# Given problem:
Write out word for word the lines of the listing below, starting with the line that contains "Q: Point out each instance of the white stone" and continuing through the end of the listing, including both the first and last lines.
═════ Data records ═════
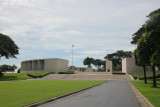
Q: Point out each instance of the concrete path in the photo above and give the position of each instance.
(84, 76)
(111, 94)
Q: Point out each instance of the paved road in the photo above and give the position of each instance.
(111, 94)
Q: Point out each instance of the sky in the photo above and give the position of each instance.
(48, 28)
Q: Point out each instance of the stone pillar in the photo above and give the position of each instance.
(108, 66)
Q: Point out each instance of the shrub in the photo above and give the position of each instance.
(38, 74)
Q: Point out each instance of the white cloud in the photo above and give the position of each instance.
(95, 27)
(94, 52)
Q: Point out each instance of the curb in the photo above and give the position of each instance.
(59, 97)
(144, 102)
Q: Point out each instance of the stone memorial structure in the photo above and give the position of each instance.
(108, 65)
(55, 65)
(128, 65)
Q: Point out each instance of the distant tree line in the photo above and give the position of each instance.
(147, 40)
(98, 63)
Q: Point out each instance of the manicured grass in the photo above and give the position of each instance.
(141, 74)
(15, 76)
(21, 93)
(37, 74)
(152, 94)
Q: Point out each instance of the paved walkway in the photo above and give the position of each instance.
(111, 94)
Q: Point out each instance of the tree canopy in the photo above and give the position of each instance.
(8, 48)
(152, 23)
(148, 43)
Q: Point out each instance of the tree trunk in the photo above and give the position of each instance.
(154, 77)
(145, 78)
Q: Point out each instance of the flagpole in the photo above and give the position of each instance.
(72, 55)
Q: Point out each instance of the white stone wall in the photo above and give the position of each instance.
(108, 65)
(128, 65)
(48, 65)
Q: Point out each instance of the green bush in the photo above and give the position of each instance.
═════
# Full solution:
Q: Point out each instance of the white stone wall in the photo above and give the position of each instance.
(108, 65)
(128, 65)
(48, 65)
Q: Point out each instance of the green bush in the photo above and give the position of each instance.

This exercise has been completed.